◆ WHAT YOU HAVE TO DO: Please switch every "Examine" in the lines below to "Inspect" and give the lines again, leaving everything else unchanged.
BEGIN EXERCISE MATERIALS
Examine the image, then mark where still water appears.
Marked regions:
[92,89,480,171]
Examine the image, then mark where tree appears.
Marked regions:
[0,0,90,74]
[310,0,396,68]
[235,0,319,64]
END EXERCISE MATERIALS
◆ EXERCISE RESPONSE:
Inspect the image, then mark where still water appears.
Marked regions:
[92,89,480,171]
Inspect the image, then mark where tree appears.
Marked regions:
[0,0,90,74]
[310,0,396,68]
[235,0,319,64]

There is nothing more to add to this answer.